▸ **AIM OF THE TASK**
In the entries below, count each line holding the word "table". Answer with the total alone.

-------- DATA SUPPLIED --------

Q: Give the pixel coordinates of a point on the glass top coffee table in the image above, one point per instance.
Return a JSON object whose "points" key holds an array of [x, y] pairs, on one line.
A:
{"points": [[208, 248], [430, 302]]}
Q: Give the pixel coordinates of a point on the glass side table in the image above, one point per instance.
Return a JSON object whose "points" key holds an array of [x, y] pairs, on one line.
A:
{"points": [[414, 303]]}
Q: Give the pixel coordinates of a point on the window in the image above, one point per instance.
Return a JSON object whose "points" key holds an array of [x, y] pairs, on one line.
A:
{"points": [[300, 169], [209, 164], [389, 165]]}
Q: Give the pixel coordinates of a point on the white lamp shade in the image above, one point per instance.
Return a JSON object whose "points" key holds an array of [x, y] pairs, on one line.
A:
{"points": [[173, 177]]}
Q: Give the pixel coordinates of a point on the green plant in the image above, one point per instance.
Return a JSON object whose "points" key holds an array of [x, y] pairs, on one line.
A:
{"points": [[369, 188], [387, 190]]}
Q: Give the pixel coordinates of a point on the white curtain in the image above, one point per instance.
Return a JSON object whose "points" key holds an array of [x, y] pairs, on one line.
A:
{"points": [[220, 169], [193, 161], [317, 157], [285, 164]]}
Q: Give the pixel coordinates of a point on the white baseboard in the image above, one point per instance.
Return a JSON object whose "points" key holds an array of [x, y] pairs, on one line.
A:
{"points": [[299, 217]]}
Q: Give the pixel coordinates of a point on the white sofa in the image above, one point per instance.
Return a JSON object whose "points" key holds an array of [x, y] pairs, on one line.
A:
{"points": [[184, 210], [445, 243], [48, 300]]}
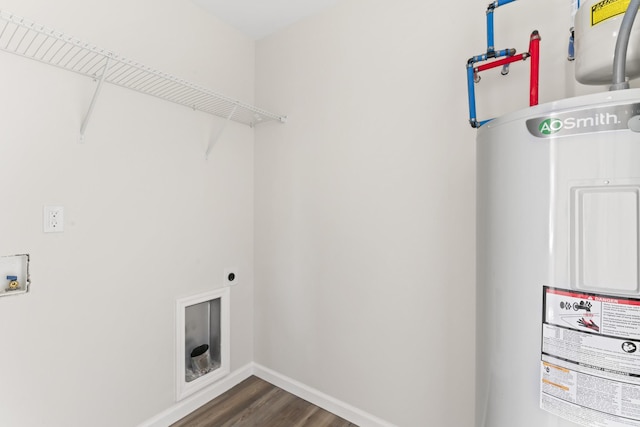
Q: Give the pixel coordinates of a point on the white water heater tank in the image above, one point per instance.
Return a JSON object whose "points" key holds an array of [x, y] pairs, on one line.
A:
{"points": [[558, 265], [596, 29]]}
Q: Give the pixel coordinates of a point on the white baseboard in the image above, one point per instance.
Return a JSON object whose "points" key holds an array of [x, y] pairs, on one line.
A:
{"points": [[193, 402], [342, 409]]}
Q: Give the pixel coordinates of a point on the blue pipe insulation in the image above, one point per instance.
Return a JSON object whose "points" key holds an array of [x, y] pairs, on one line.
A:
{"points": [[490, 39], [490, 27]]}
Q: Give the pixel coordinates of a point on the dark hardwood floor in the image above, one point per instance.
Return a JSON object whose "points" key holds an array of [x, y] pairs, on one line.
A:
{"points": [[257, 403]]}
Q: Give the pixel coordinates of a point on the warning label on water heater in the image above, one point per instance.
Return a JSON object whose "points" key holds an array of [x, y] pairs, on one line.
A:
{"points": [[590, 365], [606, 9]]}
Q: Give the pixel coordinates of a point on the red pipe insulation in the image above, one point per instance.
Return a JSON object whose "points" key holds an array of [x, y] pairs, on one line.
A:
{"points": [[534, 51]]}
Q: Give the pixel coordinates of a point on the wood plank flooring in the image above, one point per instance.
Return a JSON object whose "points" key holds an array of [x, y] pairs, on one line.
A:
{"points": [[257, 403]]}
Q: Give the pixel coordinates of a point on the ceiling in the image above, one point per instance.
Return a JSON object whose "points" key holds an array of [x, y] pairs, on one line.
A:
{"points": [[259, 18]]}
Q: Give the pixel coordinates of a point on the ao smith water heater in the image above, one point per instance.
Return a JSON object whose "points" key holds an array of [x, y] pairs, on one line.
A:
{"points": [[558, 243]]}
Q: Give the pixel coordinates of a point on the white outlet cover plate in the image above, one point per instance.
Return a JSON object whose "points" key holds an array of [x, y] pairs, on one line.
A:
{"points": [[53, 219], [227, 272]]}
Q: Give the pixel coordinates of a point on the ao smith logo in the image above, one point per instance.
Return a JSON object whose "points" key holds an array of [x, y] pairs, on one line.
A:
{"points": [[552, 126]]}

--------

▸ **ANSWER SPACE**
2